DATA LINES:
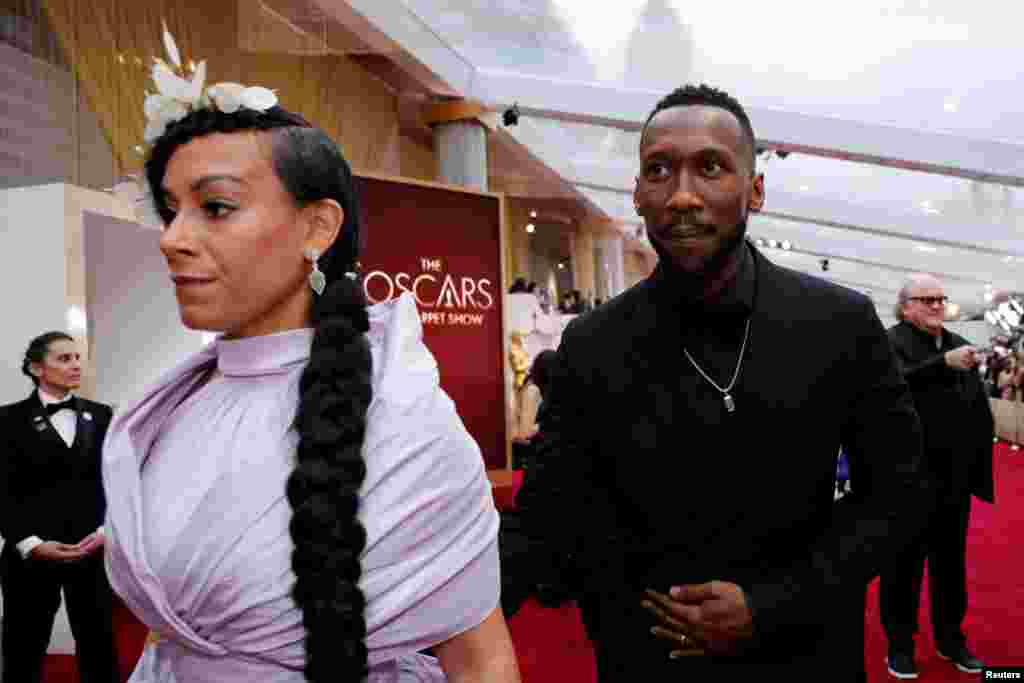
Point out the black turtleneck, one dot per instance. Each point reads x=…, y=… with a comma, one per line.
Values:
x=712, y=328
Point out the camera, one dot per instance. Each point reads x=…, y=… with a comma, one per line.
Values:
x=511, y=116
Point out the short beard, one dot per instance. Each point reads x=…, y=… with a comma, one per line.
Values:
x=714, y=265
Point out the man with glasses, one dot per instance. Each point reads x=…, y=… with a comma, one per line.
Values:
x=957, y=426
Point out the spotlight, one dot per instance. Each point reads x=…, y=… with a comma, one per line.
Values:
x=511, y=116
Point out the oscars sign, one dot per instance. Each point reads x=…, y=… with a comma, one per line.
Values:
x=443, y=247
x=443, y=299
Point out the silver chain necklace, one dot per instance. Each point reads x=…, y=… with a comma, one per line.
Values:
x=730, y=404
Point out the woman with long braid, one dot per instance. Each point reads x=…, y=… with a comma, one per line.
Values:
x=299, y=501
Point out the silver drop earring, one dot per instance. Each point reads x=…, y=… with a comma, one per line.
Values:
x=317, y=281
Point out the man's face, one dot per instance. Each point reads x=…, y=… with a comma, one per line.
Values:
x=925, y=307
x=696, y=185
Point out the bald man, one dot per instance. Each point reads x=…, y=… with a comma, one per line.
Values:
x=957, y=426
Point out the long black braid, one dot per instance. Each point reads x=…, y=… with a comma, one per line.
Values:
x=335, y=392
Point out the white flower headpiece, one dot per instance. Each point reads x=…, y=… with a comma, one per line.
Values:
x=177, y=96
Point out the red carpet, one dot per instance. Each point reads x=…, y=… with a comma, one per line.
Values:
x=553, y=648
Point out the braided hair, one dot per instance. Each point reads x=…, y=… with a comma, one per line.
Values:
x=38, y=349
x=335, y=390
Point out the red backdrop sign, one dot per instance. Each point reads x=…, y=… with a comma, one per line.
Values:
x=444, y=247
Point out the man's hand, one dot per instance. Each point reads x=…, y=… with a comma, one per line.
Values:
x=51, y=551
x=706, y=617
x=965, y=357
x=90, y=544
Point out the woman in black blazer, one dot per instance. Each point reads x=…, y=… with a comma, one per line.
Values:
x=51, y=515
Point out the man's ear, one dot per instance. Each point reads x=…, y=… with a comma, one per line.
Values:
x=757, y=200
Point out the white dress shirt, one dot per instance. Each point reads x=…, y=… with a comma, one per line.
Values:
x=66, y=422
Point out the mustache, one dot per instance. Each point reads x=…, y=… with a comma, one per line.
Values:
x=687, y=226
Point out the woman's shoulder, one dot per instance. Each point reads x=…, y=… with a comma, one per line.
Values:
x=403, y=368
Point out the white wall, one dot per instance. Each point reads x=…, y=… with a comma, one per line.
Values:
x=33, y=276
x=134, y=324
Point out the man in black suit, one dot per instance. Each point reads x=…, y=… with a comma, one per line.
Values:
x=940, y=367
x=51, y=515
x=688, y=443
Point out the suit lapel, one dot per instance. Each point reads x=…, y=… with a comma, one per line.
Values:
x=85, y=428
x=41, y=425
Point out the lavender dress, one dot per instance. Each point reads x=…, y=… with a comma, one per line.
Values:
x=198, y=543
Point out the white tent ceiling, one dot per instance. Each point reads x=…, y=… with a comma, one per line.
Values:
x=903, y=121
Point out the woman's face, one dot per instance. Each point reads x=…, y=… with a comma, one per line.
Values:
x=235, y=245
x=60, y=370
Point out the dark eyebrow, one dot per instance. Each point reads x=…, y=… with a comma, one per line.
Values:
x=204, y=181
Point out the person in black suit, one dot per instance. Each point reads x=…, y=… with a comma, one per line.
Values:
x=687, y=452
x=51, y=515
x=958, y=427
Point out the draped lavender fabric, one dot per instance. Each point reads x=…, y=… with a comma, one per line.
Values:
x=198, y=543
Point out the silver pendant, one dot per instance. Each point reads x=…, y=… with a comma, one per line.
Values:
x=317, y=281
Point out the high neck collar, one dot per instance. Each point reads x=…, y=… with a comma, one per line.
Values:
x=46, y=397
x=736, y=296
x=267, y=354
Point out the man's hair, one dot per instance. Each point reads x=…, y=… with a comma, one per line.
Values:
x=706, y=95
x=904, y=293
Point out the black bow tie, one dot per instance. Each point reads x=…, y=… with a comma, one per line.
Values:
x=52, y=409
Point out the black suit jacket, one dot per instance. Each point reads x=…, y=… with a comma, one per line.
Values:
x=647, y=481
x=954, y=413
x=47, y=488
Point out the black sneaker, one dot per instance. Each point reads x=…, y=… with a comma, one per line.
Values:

TO DO:
Reproduce the listing above exactly, excluding all pictures.

RESPONSE:
Point out the black turtleneck, one dot per instance. Each point reads x=…, y=… with a comma, one per line.
Values:
x=712, y=328
Point out the camera, one dot per instance. Each point reads x=…, y=… with a comma, one per line.
Values:
x=511, y=116
Point out the short beard, one dot per instance. Each point reads x=…, y=… with a comma, one per line.
Values:
x=714, y=265
Point out the man with glasses, one dot per instance. Each point reads x=…, y=… with a comma, one per line.
Values:
x=957, y=426
Point out the spotlight, one dot per instance. Each point reads x=…, y=… with a comma, one per line.
Values:
x=511, y=116
Point out the oscars sign, one dot per instance. Each point reads x=…, y=… with a comma, one per line.
Values:
x=443, y=247
x=443, y=299
Point out the silver chain necklace, one dot per instance. Each point reads x=…, y=… with a comma, one per line.
Values:
x=730, y=404
Point out the woman with long braid, one dot per instance. Each point reads x=…, y=… with a comma, one per line.
Values:
x=299, y=501
Point out the silver drop earring, one dot per instance. Each point reads x=…, y=… with a comma, one per line.
Values:
x=317, y=281
Point out the man's face, one dot per instance. Each point reads x=…, y=… with a comma, one per line.
Values:
x=925, y=307
x=696, y=185
Point out the bald man, one dot per instance. Each point reads x=…, y=… with a comma, one per line.
Values:
x=957, y=426
Point out the long black braid, one dot per instance. Each point reads x=…, y=… with a comma, one per line.
Values:
x=335, y=392
Point out the white flower headpiece, one dot per instance. Each point reads x=…, y=… with a comma, one per line.
Values:
x=177, y=96
Point out the red carpet, one dot per instance. Each point reads x=…, y=… with a comma, one per line.
Values:
x=553, y=648
Point out the braided hair, one dot per instance. Each point reads x=…, y=… with a comma, one per line.
Values:
x=38, y=349
x=335, y=390
Point out the red backdrop sign, one dot per instance. Each point reads x=…, y=… with a comma, one per line.
Values:
x=444, y=247
Point out the man's hand, one dot per instance. Each point reads x=…, y=… with a comma, one per line.
Values:
x=51, y=551
x=706, y=617
x=965, y=357
x=90, y=544
Point out the woman in black blazer, one dot per instance. Each point reads x=…, y=… with a comma, one per line.
Values:
x=51, y=515
Point out the man's ear, one dot per instance. Each point reads x=…, y=… with a comma, one per line.
Values:
x=757, y=200
Point out the white dress shirt, one dot per instance. Each point reads x=…, y=… with a comma, one per line.
Values:
x=66, y=422
Point out the mustache, one dot per instance. Each point reads x=…, y=… with a comma, one per line.
Values:
x=687, y=226
Point out the woman's shoulder, one dot per instance. Each point reads x=…, y=… with a comma, one per line.
Values:
x=403, y=368
Point out the white wall, one dot per instance. Each point reads x=…, y=… with a comma, one per line.
Values:
x=33, y=276
x=134, y=324
Point out the man in black suit, one dot per instance. Each point reads x=…, y=… with a comma, one per line.
Values:
x=940, y=367
x=51, y=515
x=688, y=443
Point out the suit lapel, one dot per instance. Each point reads x=…, y=… with a comma, one per line.
Values:
x=85, y=428
x=41, y=425
Point out the lavender dress, one dot per instance. Each point reads x=…, y=… with a comma, one per line.
Values:
x=198, y=543
Point out the white tent ceiling, one dot per instance. Each point reads x=…, y=… with a comma, one per line.
Values:
x=903, y=121
Point out the woman's face, one dot per instance. Each point reads x=…, y=… with a comma, one per line.
Values:
x=235, y=245
x=60, y=370
Point out the dark eyebrow, one dot per instance. Each point reads x=…, y=… with a comma, one per line.
Values:
x=204, y=181
Point out the person in black suit, one dot per instance. Each point reads x=…, y=… with a comma, one per line.
Values:
x=687, y=452
x=51, y=515
x=958, y=427
Point out the draped lavender fabric, one dot per instance. Each point reads x=…, y=… with a comma, one per line.
Values:
x=198, y=543
Point out the silver pendant, one dot per instance. Each point reads x=…, y=… with a comma, one per line.
Values:
x=317, y=281
Point out the high neck collar, one dot per instance. Each point reads x=…, y=… with a comma, one per line.
Values:
x=46, y=397
x=736, y=296
x=267, y=354
Point out the man's hair, one dot per instance. Each point reads x=…, y=… with a comma, one per line.
Values:
x=706, y=95
x=904, y=293
Point out the black bow tie, one dot per instance. Each point reads x=…, y=… with a comma, one per line.
Values:
x=52, y=409
Point out the black suit jacket, one dot per instance. Each point reads x=…, y=… with a comma, one per line.
Values:
x=647, y=481
x=954, y=413
x=47, y=488
Point out the black sneaker, one dot per instance. Each point reads x=…, y=… with a comma, one per line.
Values:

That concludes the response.